Swap "marker" for "pin" everywhere it occurs in the listing below and leave the rest of each line unchanged.

--- START Data provided ---

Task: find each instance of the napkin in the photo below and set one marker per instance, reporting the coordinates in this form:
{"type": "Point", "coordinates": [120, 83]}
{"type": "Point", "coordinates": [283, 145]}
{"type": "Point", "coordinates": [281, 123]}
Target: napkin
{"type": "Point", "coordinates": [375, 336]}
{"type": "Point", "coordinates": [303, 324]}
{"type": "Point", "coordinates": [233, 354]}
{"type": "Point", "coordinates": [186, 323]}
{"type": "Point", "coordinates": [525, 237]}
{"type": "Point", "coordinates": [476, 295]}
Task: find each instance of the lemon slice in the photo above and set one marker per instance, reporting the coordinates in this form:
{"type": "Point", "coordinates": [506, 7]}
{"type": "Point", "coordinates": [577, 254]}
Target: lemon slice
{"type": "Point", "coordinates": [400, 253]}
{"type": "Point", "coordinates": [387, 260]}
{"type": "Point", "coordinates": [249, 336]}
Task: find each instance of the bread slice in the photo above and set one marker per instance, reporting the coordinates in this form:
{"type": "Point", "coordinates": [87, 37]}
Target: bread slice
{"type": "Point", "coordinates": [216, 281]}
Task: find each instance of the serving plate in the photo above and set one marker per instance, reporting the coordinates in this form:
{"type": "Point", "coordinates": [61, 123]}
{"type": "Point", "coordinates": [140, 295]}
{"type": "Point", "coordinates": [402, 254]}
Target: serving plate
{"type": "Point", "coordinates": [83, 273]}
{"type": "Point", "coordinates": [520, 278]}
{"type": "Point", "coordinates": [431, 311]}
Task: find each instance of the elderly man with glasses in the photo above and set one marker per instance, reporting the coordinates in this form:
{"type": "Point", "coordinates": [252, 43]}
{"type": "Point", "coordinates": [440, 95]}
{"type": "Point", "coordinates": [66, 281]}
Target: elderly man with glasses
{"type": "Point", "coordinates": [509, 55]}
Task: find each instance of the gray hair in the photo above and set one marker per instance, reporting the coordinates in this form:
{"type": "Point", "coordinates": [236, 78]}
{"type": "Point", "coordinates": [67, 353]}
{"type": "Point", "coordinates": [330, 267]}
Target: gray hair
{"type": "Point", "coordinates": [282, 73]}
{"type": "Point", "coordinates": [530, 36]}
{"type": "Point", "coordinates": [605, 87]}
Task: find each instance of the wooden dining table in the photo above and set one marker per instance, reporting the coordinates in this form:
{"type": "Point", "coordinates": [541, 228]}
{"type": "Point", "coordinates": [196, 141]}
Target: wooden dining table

--- END Data provided ---

-- Task output --
Task: find each instance of the napkin in the photo below and set one pin per instance, reporting the coordinates in this form:
{"type": "Point", "coordinates": [120, 83]}
{"type": "Point", "coordinates": [283, 145]}
{"type": "Point", "coordinates": [281, 123]}
Target: napkin
{"type": "Point", "coordinates": [375, 336]}
{"type": "Point", "coordinates": [303, 324]}
{"type": "Point", "coordinates": [233, 354]}
{"type": "Point", "coordinates": [186, 323]}
{"type": "Point", "coordinates": [525, 237]}
{"type": "Point", "coordinates": [476, 295]}
Task: find each instance of the lemon slice in the photo above and set one pin per instance, reporting the coordinates in this form:
{"type": "Point", "coordinates": [506, 7]}
{"type": "Point", "coordinates": [577, 254]}
Target: lemon slice
{"type": "Point", "coordinates": [400, 253]}
{"type": "Point", "coordinates": [387, 260]}
{"type": "Point", "coordinates": [249, 336]}
Task: find each instance of the bread slice in the photo above and set one pin per instance, reporting the coordinates in this form:
{"type": "Point", "coordinates": [87, 37]}
Target: bread slice
{"type": "Point", "coordinates": [216, 281]}
Task: find each instance of the serving plate in the photo above and set one pin per instance, reporting the coordinates in this form:
{"type": "Point", "coordinates": [61, 123]}
{"type": "Point", "coordinates": [140, 295]}
{"type": "Point", "coordinates": [402, 254]}
Target: serving plate
{"type": "Point", "coordinates": [83, 273]}
{"type": "Point", "coordinates": [520, 278]}
{"type": "Point", "coordinates": [431, 311]}
Task: find each instance of the elderly man with glasses in the photo above and set one pin per instance, reporting the coordinates in this form:
{"type": "Point", "coordinates": [252, 43]}
{"type": "Point", "coordinates": [440, 95]}
{"type": "Point", "coordinates": [66, 281]}
Target: elderly man with glasses
{"type": "Point", "coordinates": [509, 55]}
Task: find each instance of the gray hair in the photo above and set one pin per instance, reporting the coordinates in this form:
{"type": "Point", "coordinates": [236, 78]}
{"type": "Point", "coordinates": [67, 353]}
{"type": "Point", "coordinates": [330, 267]}
Target: gray hair
{"type": "Point", "coordinates": [282, 73]}
{"type": "Point", "coordinates": [530, 36]}
{"type": "Point", "coordinates": [605, 87]}
Task: find each instance of the wooden dining table in the photo above and set one pin per instance, reporting the coordinates in this form:
{"type": "Point", "coordinates": [541, 228]}
{"type": "Point", "coordinates": [196, 141]}
Target: wooden dining table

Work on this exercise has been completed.